Assignment. Write the listing below out again word for word, without a single picture.

Given records.
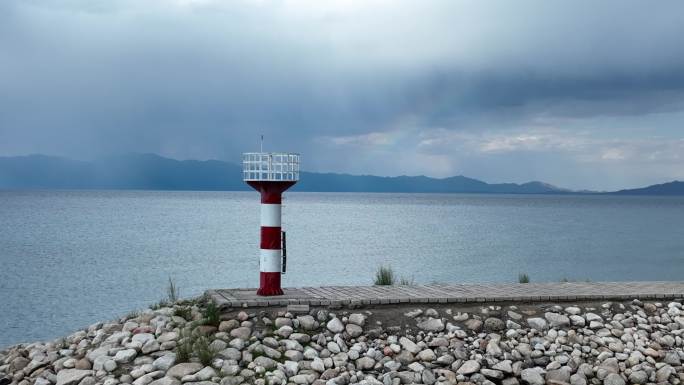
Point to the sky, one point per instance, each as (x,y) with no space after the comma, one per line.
(580,94)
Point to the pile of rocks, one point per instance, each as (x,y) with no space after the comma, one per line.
(611,343)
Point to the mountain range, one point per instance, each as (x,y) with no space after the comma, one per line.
(153,172)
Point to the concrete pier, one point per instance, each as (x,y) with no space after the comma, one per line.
(338,296)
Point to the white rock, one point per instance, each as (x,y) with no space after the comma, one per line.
(165,362)
(72,376)
(532,376)
(537,323)
(469,367)
(409,345)
(126,355)
(335,325)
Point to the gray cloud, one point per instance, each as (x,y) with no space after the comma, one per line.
(348,83)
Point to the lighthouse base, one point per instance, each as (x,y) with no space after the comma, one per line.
(269,284)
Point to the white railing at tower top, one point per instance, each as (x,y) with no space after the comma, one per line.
(270,166)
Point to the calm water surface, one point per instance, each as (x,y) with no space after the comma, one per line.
(71,258)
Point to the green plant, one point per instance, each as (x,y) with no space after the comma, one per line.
(203,351)
(172,292)
(407,281)
(184,312)
(184,347)
(132,314)
(158,305)
(384,276)
(212,315)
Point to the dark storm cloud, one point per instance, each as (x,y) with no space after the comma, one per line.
(202,79)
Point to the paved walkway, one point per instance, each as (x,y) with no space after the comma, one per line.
(375,295)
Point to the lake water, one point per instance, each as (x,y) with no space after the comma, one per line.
(71,258)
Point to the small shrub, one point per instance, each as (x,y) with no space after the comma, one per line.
(159,305)
(133,314)
(184,312)
(172,292)
(184,347)
(212,315)
(203,350)
(384,276)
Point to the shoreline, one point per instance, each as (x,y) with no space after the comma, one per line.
(195,343)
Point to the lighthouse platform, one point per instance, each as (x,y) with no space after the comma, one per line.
(358,296)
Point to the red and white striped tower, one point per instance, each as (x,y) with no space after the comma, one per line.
(271,174)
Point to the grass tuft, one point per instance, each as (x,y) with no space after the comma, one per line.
(203,350)
(172,292)
(407,281)
(184,347)
(384,276)
(184,312)
(212,315)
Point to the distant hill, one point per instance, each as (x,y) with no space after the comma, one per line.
(672,188)
(153,172)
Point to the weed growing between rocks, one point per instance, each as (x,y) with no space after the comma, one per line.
(384,276)
(203,350)
(184,346)
(212,315)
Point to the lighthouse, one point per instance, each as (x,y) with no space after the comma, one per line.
(270,173)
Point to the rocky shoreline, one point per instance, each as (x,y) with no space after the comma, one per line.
(610,343)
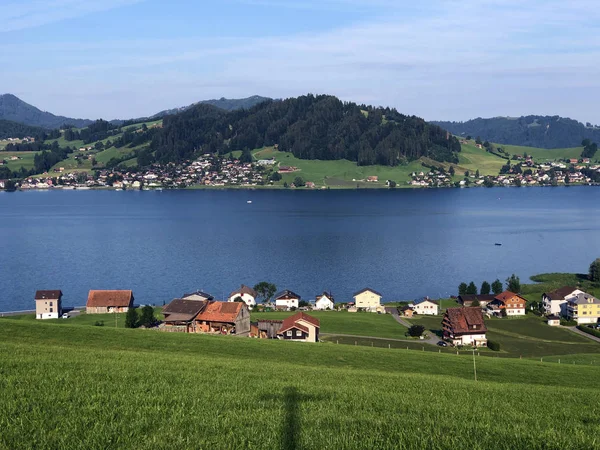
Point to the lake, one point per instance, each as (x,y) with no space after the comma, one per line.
(404,243)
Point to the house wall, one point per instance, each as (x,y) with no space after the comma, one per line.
(48,309)
(368,300)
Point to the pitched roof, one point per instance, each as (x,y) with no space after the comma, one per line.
(291,322)
(560,293)
(365,290)
(100,298)
(244,290)
(48,295)
(286,293)
(462,320)
(221,311)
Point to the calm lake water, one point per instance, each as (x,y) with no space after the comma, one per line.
(404,243)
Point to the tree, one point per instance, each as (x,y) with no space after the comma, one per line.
(265,290)
(147,318)
(513,284)
(496,287)
(416,330)
(131,318)
(595,271)
(485,288)
(472,289)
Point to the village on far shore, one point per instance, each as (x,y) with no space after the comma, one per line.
(199,312)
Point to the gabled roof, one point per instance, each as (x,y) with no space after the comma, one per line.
(365,290)
(244,290)
(292,322)
(462,320)
(48,295)
(102,298)
(221,311)
(287,293)
(199,294)
(561,293)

Answer.
Point to the sky, one point per instance, each as (x,y) with no space after the comma, one per line.
(580,94)
Point to the pile of rocks, one point per instance, each as (x,y) with no space after the comma, one per line.
(611,343)
Point to the mountain range, one point per instance, each as (x,y) with no space after the comma, one per line.
(153,172)
Point to the concrete pier, one point per instance, each as (x,y) with no space after the comma, one per line.
(338,296)
Point to the white rock, one point per instance, each as (x,y) with no space after the comma, one per line.
(165,362)
(72,376)
(532,376)
(537,323)
(469,367)
(409,345)
(126,355)
(335,325)
Point to the gray cloud, one point per instance, each as (x,y) with no space after the comma, one per line.
(348,83)
Point to the lighthouse base, one point per instance, each as (x,y) with no space after the comma, one per line.
(269,284)
Point to the white railing at tower top, one point per instance, each as (x,y) with no space after the comma, one per line.
(270,166)
Point to the calm water surface, one point per instance, each as (x,y) with no space after the comma, one per line.
(71,258)
Point to the green plant, one point per instance, each as (x,y) with no space after the comma, one per line.
(203,351)
(172,292)
(407,281)
(184,312)
(184,347)
(132,314)
(158,305)
(384,276)
(212,315)
Point to the dark storm cloud, one point per instance, each as (x,y) with no space after the comma, one per line.
(202,79)
Point to the paved walkway, one point per instance, each as (x,y) with no space after the comma, one per line.
(375,295)
Point to the lake water, one point per instance, each as (x,y) with no space after the comma, one per line.
(71,258)
Point to the small shrub, one point per instance, each as (x,y) with no space after the comma, one per line.
(159,305)
(133,314)
(184,312)
(172,292)
(184,347)
(212,315)
(203,350)
(384,276)
Point to the shoreline, one point per instance, each as (x,y) with no space after the comma, one per line.
(195,343)
Point to the lighthouse platform, one point per instance, each as (x,y) with no space after the comma, one per line.
(358,296)
Point to the red and white striped tower, one point per instance, each as (x,y) with no space after the comma, one per line.
(271,174)
Point to the grass tuft, one point per instance, each as (x,y) with no space after the comma, one per line.
(203,350)
(172,292)
(407,281)
(184,347)
(384,276)
(184,312)
(212,315)
Point to the distant hill, one point per instance, each as (x,y) with no space after the comma, one per line.
(672,188)
(153,172)
Point to the weed growing between rocks, one point per instance, each as (x,y) with no space after the comma, one per line.
(384,276)
(203,350)
(184,346)
(212,315)
Point to the lighthouse, one point per instance, each as (x,y) with no space after the comma, one per line.
(270,173)
Point to the rocky shoreline, one point per instance, each as (x,y) with no space after the comma, one per line.
(610,343)
Point to the lake, one point per instance, each as (x,y) with no space after the comma, one per line.
(404,243)
Point to the house wall, one point per instance, each as (x,y) with no space after the comma, one per line.
(48,309)
(368,300)
Point to the pitched roof, one point per instance, each as (x,y) with no space after the comma, one per line.
(291,322)
(560,293)
(365,290)
(100,298)
(244,290)
(48,295)
(286,293)
(462,320)
(221,311)
Point to the calm lake water, one point per instance, each as (x,y) with no space after the comma, one per line.
(404,243)
Point to the tree, one point per instance, each as (x,y) with no space after the comma, one per line.
(265,290)
(147,318)
(513,284)
(496,287)
(416,330)
(131,318)
(595,271)
(485,288)
(472,289)
Point to the village on far shore, one point per instance, each as (x,y) with no space after the comma, one per line.
(199,312)
Point to the gabled roof, one point per instance, each as (x,y) with no space after the comma, one per line.
(365,290)
(244,290)
(292,322)
(462,320)
(48,295)
(102,298)
(221,311)
(287,293)
(199,294)
(561,293)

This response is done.